→ PROBLEM DETAILS
From the ground lease passage, write out everything from "RIDA will commence" down to "percentage rental rates.", word for word.

→ PASSAGE TO READ
----------

Under the terms of the Ground Lease, RIDA will pay a fixed ground rent schedule for the RHCC for 38 years, which is the anticipated term of the public financing.  The fixed minimum annual rent schedule for this period is as shown below:

 

 

Due to the unique nature of the Project, and public fund contributions from both the District and the City, ground rent owed to the District will be $0 for the first 18 years of the Lease.  Given the level of risk associated with undertaking such a major new investment on the relatively undeveloped CVB, foregoing rent through Lease Year 18 enhances the RHCC project feasibility for RIDA.    

 

In addition to the minimum annual rent paid to the District, commencing Lease Year 1 , RIDA will pay the District and the City a participation payment based on surplus Net Operating Income (NOI) from the RHCC.  Specifically, the District and RIDA  will receive 20% of surplus NOI above an 11% Return on Investment (ROI) threshold for RIDA.  Based on financial proforma projections, it is anticipated the District will begin to receive a participation payment beginning in Lease Year 9. 

 

RIDA will commence paying the District the greater of minimum annual rent and percentage rent commencing on Lease Year 38.  (See Attachment C, Lease Summary) Beginning in Lease Year 39, the proposed rent structure for the RHCC will be in line with or higher than the District’s standard percentage rent categories for rooms, food, and beverage.  The banquet percentage rent category has been broken out from the room rent category and is slightly lower than in typical District leases.  Percentage rental rates for the remaining categories of revenue are consistent with the District’s standard percentage rental rates. 

 

Compass Strategic Goals:

 

This agenda item supports the following Strategic Goal(s).

                     A vibrant waterfront destination where residents and visitors converge.

                     A Port with a healthy and sustainable bay and its environment.

                     A Port with a comprehensive vision for Port land and water uses integrated to regional plans.

                     A Port that is a safe place to visit, work and play.

                     A financially sustainable Port that drives job creation and regional economic vitality.

----------

→ DATASET EXTRACT
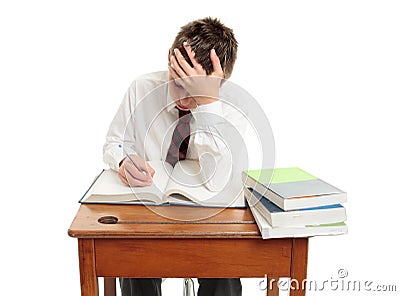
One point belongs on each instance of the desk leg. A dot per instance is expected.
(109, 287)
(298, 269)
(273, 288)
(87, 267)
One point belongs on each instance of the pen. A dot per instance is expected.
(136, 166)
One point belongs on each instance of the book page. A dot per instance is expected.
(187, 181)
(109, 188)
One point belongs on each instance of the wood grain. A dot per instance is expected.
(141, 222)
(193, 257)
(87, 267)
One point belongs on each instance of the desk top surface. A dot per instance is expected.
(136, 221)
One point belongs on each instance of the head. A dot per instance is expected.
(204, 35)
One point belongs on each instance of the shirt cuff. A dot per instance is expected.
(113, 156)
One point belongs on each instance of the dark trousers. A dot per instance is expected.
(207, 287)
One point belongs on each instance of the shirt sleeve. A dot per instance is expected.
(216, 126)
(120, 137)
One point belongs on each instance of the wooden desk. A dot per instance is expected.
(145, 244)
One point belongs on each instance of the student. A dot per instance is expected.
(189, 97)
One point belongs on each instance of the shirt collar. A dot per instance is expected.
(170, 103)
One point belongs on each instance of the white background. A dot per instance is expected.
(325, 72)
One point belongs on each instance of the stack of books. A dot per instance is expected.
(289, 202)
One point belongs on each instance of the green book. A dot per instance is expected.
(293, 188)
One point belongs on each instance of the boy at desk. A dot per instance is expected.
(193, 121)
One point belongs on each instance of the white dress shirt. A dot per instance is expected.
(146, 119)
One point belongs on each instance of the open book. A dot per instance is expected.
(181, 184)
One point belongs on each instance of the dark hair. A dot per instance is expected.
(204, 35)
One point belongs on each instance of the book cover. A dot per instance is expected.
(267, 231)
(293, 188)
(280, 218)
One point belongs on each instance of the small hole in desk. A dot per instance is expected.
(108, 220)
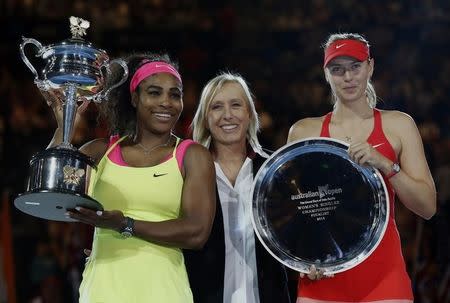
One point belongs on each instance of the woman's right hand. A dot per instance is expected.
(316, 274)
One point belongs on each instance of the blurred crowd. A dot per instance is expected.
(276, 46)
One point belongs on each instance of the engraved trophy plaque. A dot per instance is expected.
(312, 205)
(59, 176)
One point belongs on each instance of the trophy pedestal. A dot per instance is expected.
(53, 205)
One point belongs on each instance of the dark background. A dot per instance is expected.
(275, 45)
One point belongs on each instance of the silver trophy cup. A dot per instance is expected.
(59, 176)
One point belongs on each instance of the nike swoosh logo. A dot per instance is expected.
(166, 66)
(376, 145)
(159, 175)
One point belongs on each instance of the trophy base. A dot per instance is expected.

----------

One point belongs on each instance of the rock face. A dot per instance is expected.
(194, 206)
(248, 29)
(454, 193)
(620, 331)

----------

→ SOLUTION FOR THIS EXERCISE
RIDA will commence paying the District the greater of minimum annual rent and percentage rent commencing on Lease Year 38.  (See Attachment C, Lease Summary) Beginning in Lease Year 39, the proposed rent structure for the RHCC will be in line with or higher than the District’s standard percentage rent categories for rooms, food, and beverage.  The banquet percentage rent category has been broken out from the room rent category and is slightly lower than in typical District leases.  Percentage rental rates for the remaining categories of revenue are consistent with the District’s standard percentage rental rates.